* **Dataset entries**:
>>>>>

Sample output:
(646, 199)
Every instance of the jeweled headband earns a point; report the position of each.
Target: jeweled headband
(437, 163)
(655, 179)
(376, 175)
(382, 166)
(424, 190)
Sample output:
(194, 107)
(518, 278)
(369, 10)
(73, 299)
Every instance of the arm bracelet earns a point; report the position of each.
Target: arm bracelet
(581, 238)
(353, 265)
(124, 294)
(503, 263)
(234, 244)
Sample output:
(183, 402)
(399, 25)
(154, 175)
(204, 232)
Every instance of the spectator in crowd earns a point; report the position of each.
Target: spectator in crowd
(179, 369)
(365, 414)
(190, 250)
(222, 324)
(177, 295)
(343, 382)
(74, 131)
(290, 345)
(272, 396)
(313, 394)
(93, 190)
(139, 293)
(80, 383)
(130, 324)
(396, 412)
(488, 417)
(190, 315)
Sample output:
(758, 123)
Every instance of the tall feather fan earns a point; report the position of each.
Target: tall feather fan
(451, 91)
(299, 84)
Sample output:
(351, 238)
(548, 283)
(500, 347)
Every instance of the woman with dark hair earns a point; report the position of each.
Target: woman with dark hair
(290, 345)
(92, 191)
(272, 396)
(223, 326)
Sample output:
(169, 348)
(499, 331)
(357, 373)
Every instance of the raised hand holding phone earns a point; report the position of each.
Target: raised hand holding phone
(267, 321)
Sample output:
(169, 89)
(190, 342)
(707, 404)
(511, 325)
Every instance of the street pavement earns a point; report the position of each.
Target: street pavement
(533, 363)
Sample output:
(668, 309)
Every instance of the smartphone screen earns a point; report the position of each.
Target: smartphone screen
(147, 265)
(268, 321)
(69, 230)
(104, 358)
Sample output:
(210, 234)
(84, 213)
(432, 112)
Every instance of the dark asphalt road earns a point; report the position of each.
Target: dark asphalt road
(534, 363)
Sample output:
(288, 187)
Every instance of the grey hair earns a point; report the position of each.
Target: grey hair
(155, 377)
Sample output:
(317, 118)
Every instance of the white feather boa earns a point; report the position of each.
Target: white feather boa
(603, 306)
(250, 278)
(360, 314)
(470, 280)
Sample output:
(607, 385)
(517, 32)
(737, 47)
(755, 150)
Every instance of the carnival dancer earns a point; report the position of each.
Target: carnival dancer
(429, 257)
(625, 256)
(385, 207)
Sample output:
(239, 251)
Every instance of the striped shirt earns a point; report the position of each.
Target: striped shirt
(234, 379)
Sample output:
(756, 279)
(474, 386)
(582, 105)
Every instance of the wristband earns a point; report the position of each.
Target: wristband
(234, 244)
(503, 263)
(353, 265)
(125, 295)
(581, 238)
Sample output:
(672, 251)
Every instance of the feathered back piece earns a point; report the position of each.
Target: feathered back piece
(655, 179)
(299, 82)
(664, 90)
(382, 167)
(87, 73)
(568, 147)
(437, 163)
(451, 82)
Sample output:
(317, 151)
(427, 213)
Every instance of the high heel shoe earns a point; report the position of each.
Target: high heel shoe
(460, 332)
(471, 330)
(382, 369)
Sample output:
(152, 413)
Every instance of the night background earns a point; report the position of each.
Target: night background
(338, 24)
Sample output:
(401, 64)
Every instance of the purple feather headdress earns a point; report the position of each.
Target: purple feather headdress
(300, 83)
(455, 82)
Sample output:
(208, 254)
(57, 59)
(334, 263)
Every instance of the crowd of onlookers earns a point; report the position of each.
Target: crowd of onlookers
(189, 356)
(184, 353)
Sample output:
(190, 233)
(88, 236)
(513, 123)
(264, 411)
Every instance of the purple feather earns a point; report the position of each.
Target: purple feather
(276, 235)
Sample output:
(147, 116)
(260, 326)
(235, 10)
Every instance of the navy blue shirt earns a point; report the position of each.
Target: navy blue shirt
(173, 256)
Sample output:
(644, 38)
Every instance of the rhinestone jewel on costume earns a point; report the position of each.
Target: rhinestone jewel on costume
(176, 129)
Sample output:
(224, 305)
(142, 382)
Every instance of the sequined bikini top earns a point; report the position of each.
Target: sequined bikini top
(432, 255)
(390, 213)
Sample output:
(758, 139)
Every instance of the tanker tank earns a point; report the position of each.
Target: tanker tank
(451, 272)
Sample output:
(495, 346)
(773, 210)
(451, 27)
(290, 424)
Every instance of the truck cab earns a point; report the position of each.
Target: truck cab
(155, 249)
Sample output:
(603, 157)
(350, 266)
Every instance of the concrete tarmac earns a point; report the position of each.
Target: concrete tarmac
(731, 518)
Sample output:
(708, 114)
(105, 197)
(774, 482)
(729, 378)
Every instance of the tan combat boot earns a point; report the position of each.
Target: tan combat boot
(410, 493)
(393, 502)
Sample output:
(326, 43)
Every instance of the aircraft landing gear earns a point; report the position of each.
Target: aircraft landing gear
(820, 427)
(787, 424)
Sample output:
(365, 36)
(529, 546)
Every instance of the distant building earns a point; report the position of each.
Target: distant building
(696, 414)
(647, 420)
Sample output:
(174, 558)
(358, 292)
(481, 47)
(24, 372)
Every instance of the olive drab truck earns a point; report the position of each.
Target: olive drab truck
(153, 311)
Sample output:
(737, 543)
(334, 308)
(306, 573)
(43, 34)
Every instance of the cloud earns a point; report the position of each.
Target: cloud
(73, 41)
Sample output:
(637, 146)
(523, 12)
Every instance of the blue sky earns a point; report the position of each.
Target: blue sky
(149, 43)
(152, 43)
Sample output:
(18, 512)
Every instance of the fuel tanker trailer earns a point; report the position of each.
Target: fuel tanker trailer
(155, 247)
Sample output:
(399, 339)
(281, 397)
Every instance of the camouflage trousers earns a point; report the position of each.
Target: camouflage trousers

<<<<<

* **Requirement**: What is the number of lines in the data that hold the word "camouflage"? Reply with that number and nothing else.

* **Result below**: 2